§ **DÉFIS**
[a] Modifiez le passage de l'extrait du document qui débute aux mots "Dans la passé, aux" et se termine après "Staline même combat." en y remplaçant "Wall Street" par "la finance".
[b] D'après l'extrait du document, combien des 59 missiles tirés depuis la mer ont disparu en vol ?
:: EXTRAIT DU DOCUMENT
Dans la passé, aux côtés du criminel de guerre Kissinger il a été l’un des
champions de la politique «de l’homme fou». Entendez qu’il faut faire les
choses les moins prévisibles pour surprendre l’adversaire…
Outre la
tentation de faire le fou, Trump a d’autres raisons qui le poussent à oublier
sa promesse de bonne entente avec la Russie. Wall Street a fait remarquer à la
maison Blanche que l’annonce d’une politique apaisée avec Moscou a fait, en quelques
heures, lourdement chuter la bourse. Pour continuer de produire, de vendre,
d’exploiter, de tuer, le lobby militaro-industriel américain a besoin d’un
ennemi qui hante les citoyens et Hollywood, il faut donc raviver la légende:
Poutine et Staline même combat.
Une seconde
affaire d’argent, énorme, vient tout juste de tomber sur le bureau ovale. Lors
de sa visite le 14 mars à Washington le vice-prince héritier d’Arabie saoudite
Mohammed Ben Salmane Al Saoud, qui est également ministre de la Défense du
royaume, a promis 600 milliards d’investissement aux USA afin d’améliorer les
infrastructures. Voilà un thème de campagne de Trump financé, avec en prime
l’odieux mur à la frontière mexicaine. En guise d’intérêts ce prince de la
dictature saoudienne a demandé que Washington révise sa politique en Syrie. Que
disparaisse Bachar et que la République devienne islamique.
Pour ce qui
est du corps du délit, le sarin et les Tomawaks, l’investigation est mince. Sur
59 missiles tirés depuis la mer, 36 ont disparu en vol. Les Russes vantent en
douce la qualité de leur dispositif de protection S 300… En outre le Tomawak,
sauf à être tiré de très près, est plus chargé en carburant qu’en explosif. Ses
effets – je les ai constatés en Irak ou à Belgrade- ne sont pas rédhibitoires.
Ainsi l’aéroport militaire syrien de Shayran, qui était la cible, est-il
intact.
Dans son
geste «d’homme fou», Trump semble avoir fait pas mal d’esbroufe. Comme la
France vengeresse de 1983, après l’explosion du Drakkar, quand elle a bombardé
le désert de la Bekaa pour y tuer un berger et son âne. En ce qui concerne «la
raison réelle» pour laquelle les États-Unis ont attaqué la Syrie, et que nous
cherchons, l’ancien député américain Ron Paul, affirme qu’il s’agissait plutôt
d’une action du “Deep State” contre le président Donald Trump et non pas une
décision du Président lui-même.
::::
:: DONNÉES FOURNIES
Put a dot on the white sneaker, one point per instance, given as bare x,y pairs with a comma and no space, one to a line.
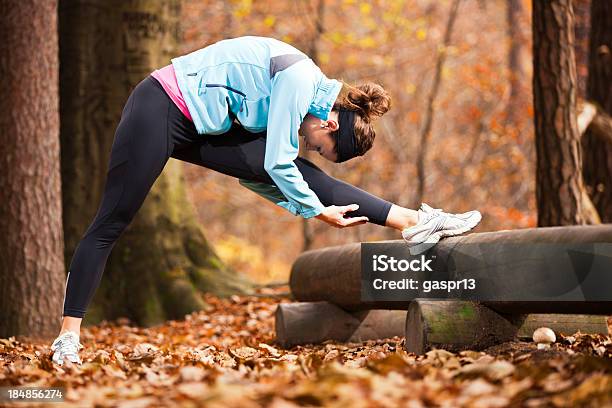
::::
§ **RÉPONSES À L'EXERCICE**
[a]
Dans la passé, aux côtés du criminel de guerre Kissinger il a été l’un des
champions de la politique «de l’homme fou». Entendez qu’il faut faire les
choses les moins prévisibles pour surprendre l’adversaire…
Outre la
tentation de faire le fou, Trump a d’autres raisons qui le poussent à oublier
sa promesse de bonne entente avec la Russie. la finance a fait remarquer à la
maison Blanche que l’annonce d’une politique apaisée avec Moscou a fait, en quelques
heures, lourdement chuter la bourse. Pour continuer de produire, de vendre,
d’exploiter, de tuer, le lobby militaro-industriel américain a besoin d’un
ennemi qui hante les citoyens et Hollywood, il faut donc raviver la légende:
Poutine et Staline même combat.

[b] 36 missiles.